Collected data:
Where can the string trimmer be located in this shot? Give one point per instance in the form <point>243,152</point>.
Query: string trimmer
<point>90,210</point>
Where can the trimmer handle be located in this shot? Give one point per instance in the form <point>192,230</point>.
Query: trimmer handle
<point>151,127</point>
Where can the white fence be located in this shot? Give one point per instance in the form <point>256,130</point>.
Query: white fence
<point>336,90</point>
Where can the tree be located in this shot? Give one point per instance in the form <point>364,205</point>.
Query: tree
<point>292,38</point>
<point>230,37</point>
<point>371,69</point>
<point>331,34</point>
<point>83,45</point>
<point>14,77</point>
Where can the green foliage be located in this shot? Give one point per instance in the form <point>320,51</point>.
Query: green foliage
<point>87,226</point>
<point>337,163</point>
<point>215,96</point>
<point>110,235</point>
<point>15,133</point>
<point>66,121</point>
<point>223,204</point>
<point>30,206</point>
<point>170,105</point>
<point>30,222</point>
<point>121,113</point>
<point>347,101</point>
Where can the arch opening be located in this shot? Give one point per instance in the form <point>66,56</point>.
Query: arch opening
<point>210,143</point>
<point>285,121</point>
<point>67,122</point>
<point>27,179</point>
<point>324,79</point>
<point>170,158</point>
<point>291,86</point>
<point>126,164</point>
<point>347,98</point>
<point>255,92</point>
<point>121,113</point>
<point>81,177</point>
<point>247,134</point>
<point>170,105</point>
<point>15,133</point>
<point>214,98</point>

GOAL: Rewrite all the rows above, swapping "in this shot" for "in this image" and leaving everything else unchanged.

WRITTEN RESPONSE:
Where can the string trimmer be located in this image? Give one point per instance in the form <point>243,152</point>.
Query: string trimmer
<point>90,210</point>
Where can the trimmer handle be located in this image? Give one point per instance in the form <point>192,230</point>.
Query: trimmer handle
<point>151,127</point>
Where can the white fence be located in this image? Give one point per instance in the form <point>256,130</point>.
Query: white fence
<point>336,90</point>
Where can the tree be located in this image? Give one point per instance in the form <point>364,205</point>.
Query: tree
<point>292,38</point>
<point>230,37</point>
<point>371,69</point>
<point>331,34</point>
<point>83,45</point>
<point>14,77</point>
Where can the green foliage be located in this image? Give one point per instance in the form <point>320,51</point>.
Query: green foliage
<point>87,226</point>
<point>337,163</point>
<point>215,96</point>
<point>110,235</point>
<point>15,133</point>
<point>66,121</point>
<point>223,204</point>
<point>30,206</point>
<point>170,105</point>
<point>30,222</point>
<point>121,113</point>
<point>347,101</point>
Where can the arch opening be located in this image? Give one point per instance in the form <point>66,56</point>.
Query: arch opening
<point>210,143</point>
<point>285,121</point>
<point>67,122</point>
<point>27,179</point>
<point>324,79</point>
<point>170,158</point>
<point>291,86</point>
<point>126,164</point>
<point>347,98</point>
<point>255,92</point>
<point>121,113</point>
<point>81,177</point>
<point>247,134</point>
<point>170,105</point>
<point>15,133</point>
<point>214,98</point>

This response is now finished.